Saved data entries.
----

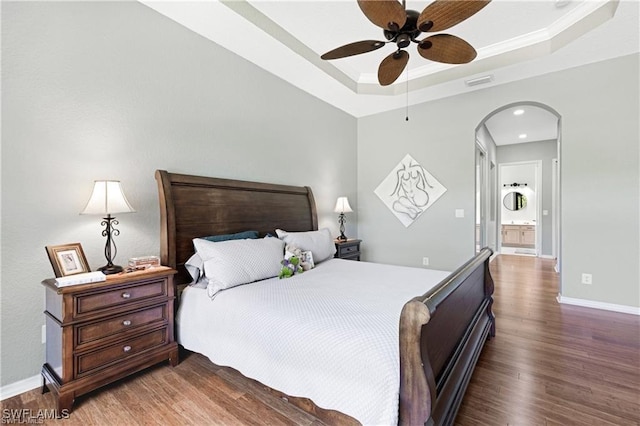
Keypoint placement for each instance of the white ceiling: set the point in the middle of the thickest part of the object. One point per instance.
(515, 39)
(522, 124)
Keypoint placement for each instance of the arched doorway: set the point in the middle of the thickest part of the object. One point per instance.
(524, 132)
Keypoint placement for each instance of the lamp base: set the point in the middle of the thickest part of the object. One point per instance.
(110, 269)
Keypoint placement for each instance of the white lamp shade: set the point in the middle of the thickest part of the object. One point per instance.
(107, 198)
(342, 205)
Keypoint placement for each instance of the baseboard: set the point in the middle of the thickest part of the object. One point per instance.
(599, 305)
(22, 386)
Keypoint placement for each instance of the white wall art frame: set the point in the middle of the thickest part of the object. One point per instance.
(409, 190)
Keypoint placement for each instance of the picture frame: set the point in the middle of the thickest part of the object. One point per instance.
(67, 259)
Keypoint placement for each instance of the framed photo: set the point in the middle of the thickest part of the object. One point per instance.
(67, 259)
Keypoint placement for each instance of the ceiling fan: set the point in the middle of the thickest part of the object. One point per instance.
(403, 26)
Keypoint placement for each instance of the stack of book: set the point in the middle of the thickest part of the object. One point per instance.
(147, 261)
(87, 277)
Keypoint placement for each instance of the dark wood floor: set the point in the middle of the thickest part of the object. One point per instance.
(549, 364)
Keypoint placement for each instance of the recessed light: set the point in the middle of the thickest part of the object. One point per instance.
(480, 80)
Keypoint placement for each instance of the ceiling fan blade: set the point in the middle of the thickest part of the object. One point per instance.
(443, 14)
(387, 14)
(353, 49)
(392, 66)
(446, 48)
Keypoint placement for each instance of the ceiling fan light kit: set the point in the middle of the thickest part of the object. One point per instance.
(403, 26)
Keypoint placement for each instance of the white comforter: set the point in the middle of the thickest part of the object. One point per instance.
(329, 334)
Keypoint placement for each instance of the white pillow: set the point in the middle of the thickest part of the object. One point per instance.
(320, 242)
(194, 266)
(235, 262)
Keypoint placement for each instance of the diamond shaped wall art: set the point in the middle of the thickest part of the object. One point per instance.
(409, 190)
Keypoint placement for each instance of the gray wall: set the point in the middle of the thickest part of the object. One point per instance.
(114, 90)
(544, 151)
(599, 105)
(492, 212)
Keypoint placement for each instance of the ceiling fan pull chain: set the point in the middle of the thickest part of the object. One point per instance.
(407, 89)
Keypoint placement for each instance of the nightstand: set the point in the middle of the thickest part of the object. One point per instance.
(101, 332)
(349, 249)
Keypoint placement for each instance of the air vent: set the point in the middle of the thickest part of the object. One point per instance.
(480, 80)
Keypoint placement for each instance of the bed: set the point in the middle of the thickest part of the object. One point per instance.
(440, 321)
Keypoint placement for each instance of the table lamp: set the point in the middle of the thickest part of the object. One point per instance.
(107, 198)
(342, 207)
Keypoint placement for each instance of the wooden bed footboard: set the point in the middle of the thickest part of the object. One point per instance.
(441, 336)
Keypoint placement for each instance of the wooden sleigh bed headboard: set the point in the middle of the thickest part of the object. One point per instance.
(197, 206)
(442, 332)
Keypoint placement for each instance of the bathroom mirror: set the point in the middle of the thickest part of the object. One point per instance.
(514, 201)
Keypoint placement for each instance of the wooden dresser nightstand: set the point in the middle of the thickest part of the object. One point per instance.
(349, 249)
(101, 332)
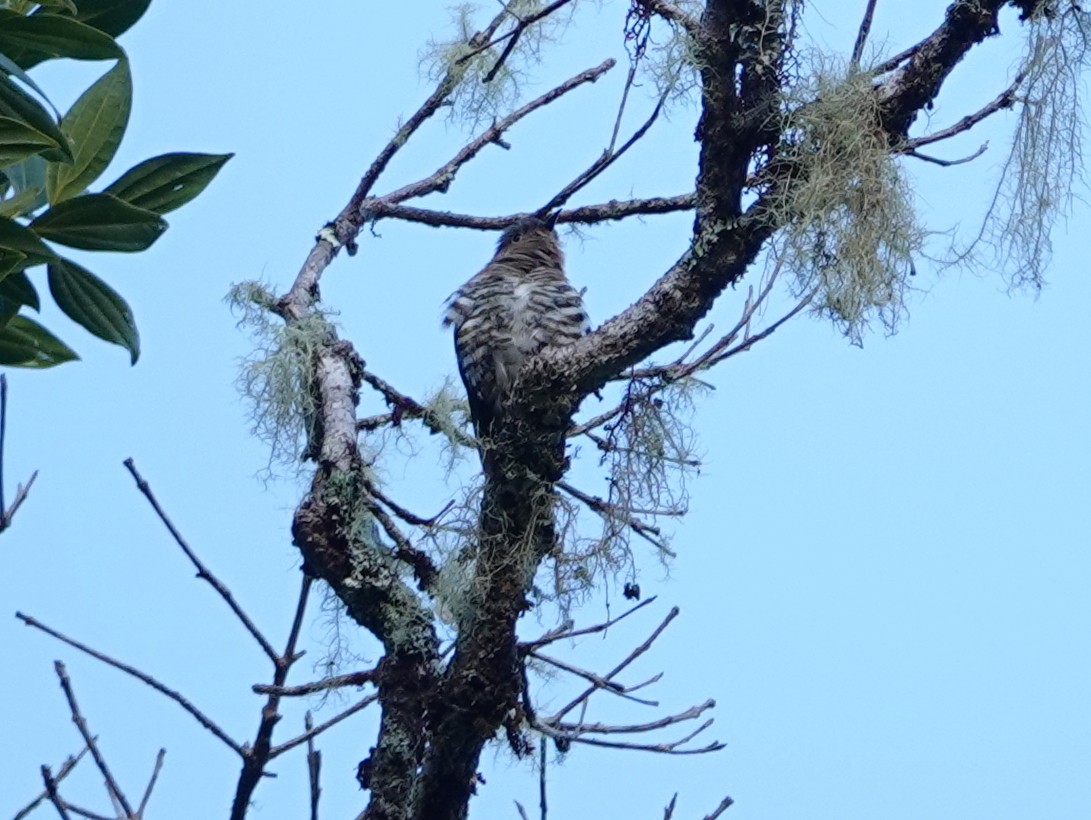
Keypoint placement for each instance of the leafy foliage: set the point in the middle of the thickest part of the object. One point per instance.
(48, 161)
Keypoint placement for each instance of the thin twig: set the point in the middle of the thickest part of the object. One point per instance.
(542, 759)
(583, 215)
(609, 686)
(430, 106)
(151, 783)
(948, 163)
(553, 636)
(288, 745)
(606, 728)
(336, 682)
(143, 677)
(724, 805)
(81, 724)
(203, 571)
(615, 513)
(608, 158)
(522, 26)
(865, 27)
(441, 179)
(1003, 100)
(313, 767)
(55, 798)
(674, 14)
(259, 754)
(632, 656)
(67, 767)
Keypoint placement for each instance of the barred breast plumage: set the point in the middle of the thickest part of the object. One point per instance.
(518, 304)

----

EXERCISE TASK. Set down nothing but the lines from the one containing "Keypoint placement for each instance of the table" to the final line above, both included, with every picture left out.

EXERCISE SOLUTION.
Keypoint placement for each instance of the table lamp: set the point in the middle of the thickest part of the object. One point per instance.
(107, 198)
(342, 207)
Keypoint placement for each instance of the wooden bed footboard: set the point in the middle of the thickest part of the object. One point per instance.
(441, 336)
Keypoint placement for each instance of the wooden sleigh bed headboard: set the point in the middle of the thickest part of the object. One point per instance.
(197, 206)
(442, 332)
Keypoint placement for each instance of the bathroom mirror: set the point in the middle of the thickest part of the object. One point per instance.
(514, 201)
Keypoint placement for each instance of the wooden dresser nightstand: set the point in the middle of the thickest part of the object. One point per instance.
(349, 249)
(101, 332)
Keypoint placement for each instance of the leafy foliage: set the point in the middle of the thickest part of the object. One point per instance.
(48, 161)
Keypoint placement for each instance of the thin twig: set the point in the middle of the thickest part of the object. One point per instance.
(542, 759)
(583, 215)
(609, 686)
(430, 106)
(151, 783)
(948, 163)
(553, 636)
(288, 745)
(606, 728)
(336, 682)
(143, 677)
(724, 805)
(81, 724)
(203, 571)
(615, 513)
(608, 158)
(522, 26)
(865, 27)
(441, 179)
(1003, 100)
(313, 767)
(55, 798)
(674, 14)
(259, 754)
(632, 656)
(67, 767)
Keypoint placement for each instance of the barred breast plumage: set the point in the middle of the thickest part of the object. One point per instance.
(518, 304)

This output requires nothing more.